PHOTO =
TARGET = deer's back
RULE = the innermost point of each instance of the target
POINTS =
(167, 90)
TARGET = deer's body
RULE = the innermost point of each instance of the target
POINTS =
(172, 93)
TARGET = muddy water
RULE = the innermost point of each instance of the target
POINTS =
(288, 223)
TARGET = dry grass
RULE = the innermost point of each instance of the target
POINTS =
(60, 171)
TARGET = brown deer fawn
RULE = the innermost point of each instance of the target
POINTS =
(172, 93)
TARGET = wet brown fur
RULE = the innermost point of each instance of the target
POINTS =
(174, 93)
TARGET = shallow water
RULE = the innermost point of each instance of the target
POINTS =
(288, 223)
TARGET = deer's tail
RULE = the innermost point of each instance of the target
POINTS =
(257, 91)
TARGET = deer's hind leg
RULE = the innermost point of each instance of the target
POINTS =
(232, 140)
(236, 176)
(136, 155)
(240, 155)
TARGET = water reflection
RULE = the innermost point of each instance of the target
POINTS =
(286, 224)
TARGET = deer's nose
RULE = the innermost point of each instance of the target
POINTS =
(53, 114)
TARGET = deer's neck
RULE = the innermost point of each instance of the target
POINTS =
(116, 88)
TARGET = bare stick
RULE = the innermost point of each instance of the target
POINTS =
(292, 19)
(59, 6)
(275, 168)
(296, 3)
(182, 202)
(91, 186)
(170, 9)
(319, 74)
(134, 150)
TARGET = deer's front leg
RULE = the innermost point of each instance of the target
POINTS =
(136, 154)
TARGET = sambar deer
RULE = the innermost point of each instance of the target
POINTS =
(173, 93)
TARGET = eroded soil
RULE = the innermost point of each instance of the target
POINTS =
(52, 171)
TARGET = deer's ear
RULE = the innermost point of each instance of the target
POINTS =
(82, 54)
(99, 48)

::::::::::

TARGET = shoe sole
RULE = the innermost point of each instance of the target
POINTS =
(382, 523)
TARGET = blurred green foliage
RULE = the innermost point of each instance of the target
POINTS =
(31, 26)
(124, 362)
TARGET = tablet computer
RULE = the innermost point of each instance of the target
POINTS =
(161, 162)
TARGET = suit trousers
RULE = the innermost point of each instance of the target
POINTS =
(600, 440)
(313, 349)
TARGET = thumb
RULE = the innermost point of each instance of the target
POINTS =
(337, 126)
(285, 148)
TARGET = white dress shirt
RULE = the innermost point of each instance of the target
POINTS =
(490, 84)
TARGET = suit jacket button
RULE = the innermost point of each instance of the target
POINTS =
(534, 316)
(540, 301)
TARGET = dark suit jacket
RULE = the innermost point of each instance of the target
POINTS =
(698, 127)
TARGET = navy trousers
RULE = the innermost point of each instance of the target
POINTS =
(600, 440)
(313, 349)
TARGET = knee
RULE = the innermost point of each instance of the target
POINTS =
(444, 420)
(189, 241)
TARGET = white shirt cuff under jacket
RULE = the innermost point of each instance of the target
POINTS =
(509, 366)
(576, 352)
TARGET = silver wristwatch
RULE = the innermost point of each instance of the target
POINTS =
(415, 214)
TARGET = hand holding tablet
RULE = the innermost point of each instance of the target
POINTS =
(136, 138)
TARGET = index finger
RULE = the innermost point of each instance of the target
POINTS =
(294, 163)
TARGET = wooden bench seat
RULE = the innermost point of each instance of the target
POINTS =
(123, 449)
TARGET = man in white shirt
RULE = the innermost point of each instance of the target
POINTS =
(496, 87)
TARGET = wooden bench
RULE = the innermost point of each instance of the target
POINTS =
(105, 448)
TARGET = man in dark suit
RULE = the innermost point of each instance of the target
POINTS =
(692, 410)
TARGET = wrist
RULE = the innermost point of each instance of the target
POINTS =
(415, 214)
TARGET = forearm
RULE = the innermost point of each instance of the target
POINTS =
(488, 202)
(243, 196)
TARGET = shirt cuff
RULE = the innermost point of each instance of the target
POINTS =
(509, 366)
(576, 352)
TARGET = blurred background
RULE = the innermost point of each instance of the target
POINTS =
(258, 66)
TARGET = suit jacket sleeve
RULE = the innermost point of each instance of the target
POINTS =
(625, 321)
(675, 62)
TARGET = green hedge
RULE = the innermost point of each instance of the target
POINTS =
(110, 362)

::::::::::

**Task statement:**
Report every line of the listing above that contains the word "suit", matching case exactly.

**Complete answer:**
TARGET = suit trousers
TARGET = suit jacket button
TARGET = dark suit jacket
TARGET = man in dark suit
TARGET = suit jacket sleeve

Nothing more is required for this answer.